Text passage -
***
Citizens for Responsibility and Ethics in Washington, the government watchdog group that brought the ballot challenge in Colorado, said it has already requested that the ourt “move quickly” to provide voters the answers they need about this “urgent question."
Legal experts remain divided on how quickly the justices will rule on the matter and how they may ultimately reach a final decision.
But while the big question about whether or not Trump is eligible to be on the ballot is of significant importance, it's also just as imperative that the Supreme Court answer that question in the right way, James Heilpern, practicing appellate attorney and a senior fellow at BYU Law School, told Salon.
Several examples show that both at the time of the Founding and the ratification of the Fourteenth Amendment, the term "officer of the United States" clearly encompassed the presidency, Heilpern pointed out, referring to his research.
These include an act of Congress that specifically identifies the president as an officer of the United States and presidential proclamations that specifically identify the president as the "chief executive officer of the United States" or "chief civil executive officer of the United States.”
We need your help to stay independent
In his brief to the Colorado Supreme Court, Trump stated that “despite the many words and citations that treat the President as an officer not one authority holds that the President is an officer of the United States no case, no statute, no record of Congressional debate, no common usage, no attorney general opinion."
However, Heilpern’s research suggests otherwise. The Postal Act of 1799, for example, specifically identifies the president as an officer of the United States. The language clearly states which “officers of the United States” should be granted a franking privilege – the ability to send mail by their signature rather than by postage – listing both the president and vice president as officers of the United States.
There are also several presidential proclamations written by President Andrew Johnson, who was in office during the drafting and ratification of the 14th Amendment. In these proclamations, he referred to himself as either the "chief executive officer of the United States" or the "chief civil executive officer of the United States," Heilpern explained.
In their research, Heilpern and co-author Michael Worley found a “couple of instances” in the impeachment trial of Johnson where the president is “implicitly or explicitly” referred to as an “officer of the United States.”
Want a daily wrap-up of all the news and commentary Salon has to offer? Subscribe to our morning newsletter, Crash Course.
“The argument that the president is not an officer of the United States is based on two assumptions,” Heilpern said. “First, several scholars have argued that the term ‘officer of the United States’ is a term of art. In other words, they're arguing that the term officer of the United States, electively as an entity, means more than the sum of its parts.”
But from analyzing a “treasure trove” of documents that were produced at the time of the founding, the researchers learned that the phrase “officer of the United States” was not being used as a term of art. Instead, it was being used “simply to designate any old federal official.”
***
Material provided -
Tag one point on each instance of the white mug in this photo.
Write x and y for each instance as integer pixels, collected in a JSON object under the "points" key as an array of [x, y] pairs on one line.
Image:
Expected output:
***
What needs to be done -
In the article on Trump's ballot eligibility, which privilege does the Postal Act of 1799 grant to the listed officers of the United States?

The solution -
The franking privilege, which is the ability to send mail by their signature rather than by postage.